Retype the records below verbatim, starting at the line containing "Return one point per instance of the blazer lapel" and ending after the line containing "x=290 y=245". Omit the pictures from your answer.

* start Information provided *

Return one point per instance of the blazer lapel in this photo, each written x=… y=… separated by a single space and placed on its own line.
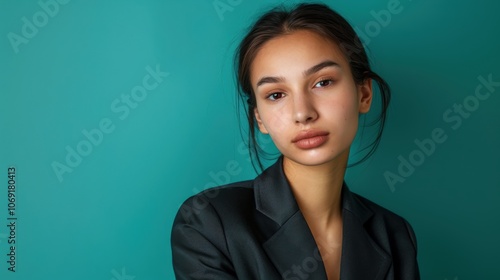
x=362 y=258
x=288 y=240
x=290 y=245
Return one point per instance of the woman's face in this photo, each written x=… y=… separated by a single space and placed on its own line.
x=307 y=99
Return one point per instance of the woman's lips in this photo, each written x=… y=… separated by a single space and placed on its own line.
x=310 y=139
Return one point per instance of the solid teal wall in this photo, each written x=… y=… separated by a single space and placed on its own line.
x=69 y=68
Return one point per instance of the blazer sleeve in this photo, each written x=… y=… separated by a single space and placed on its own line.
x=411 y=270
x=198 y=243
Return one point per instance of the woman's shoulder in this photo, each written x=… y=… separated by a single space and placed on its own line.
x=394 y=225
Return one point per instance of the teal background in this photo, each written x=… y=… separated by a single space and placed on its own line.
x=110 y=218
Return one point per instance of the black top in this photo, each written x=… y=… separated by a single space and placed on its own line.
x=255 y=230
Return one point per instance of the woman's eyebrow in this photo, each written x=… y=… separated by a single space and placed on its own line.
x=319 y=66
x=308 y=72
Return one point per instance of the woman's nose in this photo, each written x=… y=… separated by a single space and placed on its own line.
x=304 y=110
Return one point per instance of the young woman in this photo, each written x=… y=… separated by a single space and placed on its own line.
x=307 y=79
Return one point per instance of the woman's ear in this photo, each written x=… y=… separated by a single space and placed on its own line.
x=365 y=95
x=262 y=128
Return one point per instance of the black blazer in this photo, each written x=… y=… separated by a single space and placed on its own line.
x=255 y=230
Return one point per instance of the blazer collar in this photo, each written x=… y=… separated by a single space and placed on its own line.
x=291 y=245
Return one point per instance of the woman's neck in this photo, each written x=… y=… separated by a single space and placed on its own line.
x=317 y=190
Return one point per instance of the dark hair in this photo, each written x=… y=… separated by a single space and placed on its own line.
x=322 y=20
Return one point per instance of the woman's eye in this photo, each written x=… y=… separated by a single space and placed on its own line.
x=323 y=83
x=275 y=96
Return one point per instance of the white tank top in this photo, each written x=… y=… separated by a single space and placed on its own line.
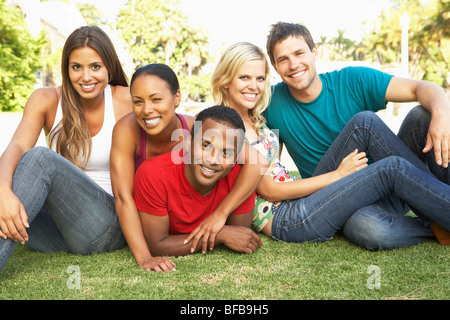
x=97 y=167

* end Information provided *
* start Information provided *

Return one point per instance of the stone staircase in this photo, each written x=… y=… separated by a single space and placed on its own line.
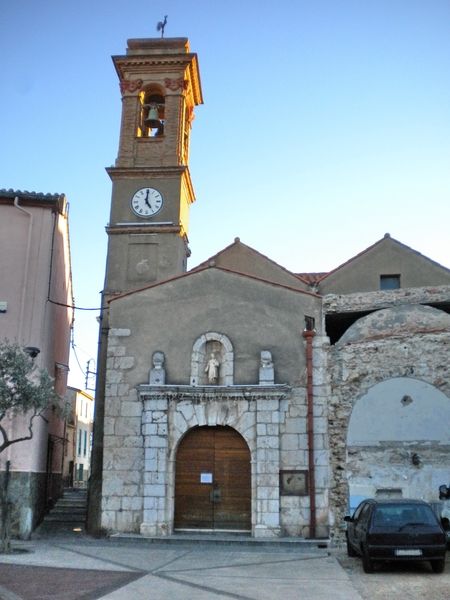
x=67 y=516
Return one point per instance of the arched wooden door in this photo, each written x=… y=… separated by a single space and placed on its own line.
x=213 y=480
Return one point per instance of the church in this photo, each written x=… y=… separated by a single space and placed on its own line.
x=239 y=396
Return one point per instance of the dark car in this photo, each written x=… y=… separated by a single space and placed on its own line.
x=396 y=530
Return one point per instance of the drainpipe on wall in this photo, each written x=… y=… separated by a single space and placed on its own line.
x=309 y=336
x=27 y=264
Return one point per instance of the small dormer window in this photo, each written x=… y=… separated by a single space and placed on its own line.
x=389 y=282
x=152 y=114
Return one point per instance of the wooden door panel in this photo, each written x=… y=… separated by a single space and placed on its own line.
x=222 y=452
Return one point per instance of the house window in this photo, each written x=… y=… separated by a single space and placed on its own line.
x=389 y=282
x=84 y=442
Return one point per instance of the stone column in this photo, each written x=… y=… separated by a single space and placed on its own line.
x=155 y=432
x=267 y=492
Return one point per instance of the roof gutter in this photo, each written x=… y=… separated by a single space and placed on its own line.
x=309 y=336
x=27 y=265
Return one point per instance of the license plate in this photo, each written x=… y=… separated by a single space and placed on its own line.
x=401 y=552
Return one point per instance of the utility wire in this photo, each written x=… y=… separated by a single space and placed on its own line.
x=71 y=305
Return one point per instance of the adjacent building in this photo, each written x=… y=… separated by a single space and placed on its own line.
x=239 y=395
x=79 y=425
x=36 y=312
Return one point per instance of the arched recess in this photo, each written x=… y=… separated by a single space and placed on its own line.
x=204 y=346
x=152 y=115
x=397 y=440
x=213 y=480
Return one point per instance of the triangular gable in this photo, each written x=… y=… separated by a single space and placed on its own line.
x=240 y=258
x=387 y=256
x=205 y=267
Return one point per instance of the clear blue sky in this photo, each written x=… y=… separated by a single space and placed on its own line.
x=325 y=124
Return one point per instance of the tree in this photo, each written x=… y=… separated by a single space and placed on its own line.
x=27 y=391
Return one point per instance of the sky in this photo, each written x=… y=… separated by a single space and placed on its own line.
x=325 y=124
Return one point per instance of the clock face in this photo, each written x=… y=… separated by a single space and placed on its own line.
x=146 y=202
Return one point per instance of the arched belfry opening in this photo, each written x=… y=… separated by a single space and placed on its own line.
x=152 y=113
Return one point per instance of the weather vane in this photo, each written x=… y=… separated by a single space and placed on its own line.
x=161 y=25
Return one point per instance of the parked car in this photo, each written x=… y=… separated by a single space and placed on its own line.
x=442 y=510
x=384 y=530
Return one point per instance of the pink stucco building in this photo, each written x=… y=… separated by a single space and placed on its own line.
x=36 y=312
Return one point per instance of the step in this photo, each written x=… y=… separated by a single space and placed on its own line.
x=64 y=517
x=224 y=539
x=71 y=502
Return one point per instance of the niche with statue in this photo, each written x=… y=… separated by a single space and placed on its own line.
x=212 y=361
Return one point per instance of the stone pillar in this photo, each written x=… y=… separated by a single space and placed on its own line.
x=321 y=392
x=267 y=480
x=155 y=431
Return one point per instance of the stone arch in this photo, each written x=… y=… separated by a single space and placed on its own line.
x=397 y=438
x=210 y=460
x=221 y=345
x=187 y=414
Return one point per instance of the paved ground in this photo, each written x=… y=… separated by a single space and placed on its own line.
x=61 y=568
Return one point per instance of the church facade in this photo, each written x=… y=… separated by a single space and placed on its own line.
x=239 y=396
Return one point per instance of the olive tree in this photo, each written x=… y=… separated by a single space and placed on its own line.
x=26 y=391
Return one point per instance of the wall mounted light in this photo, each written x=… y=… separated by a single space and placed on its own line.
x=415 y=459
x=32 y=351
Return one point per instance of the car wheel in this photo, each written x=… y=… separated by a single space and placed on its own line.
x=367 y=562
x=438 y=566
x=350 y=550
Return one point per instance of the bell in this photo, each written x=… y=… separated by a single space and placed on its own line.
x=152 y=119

* end Information provided *

▸ **Worked solution**:
Return one point per instance of the blazer lapel in this photo, each written x=… y=… separated by a single space and placed on its own line.
x=362 y=258
x=288 y=240
x=290 y=245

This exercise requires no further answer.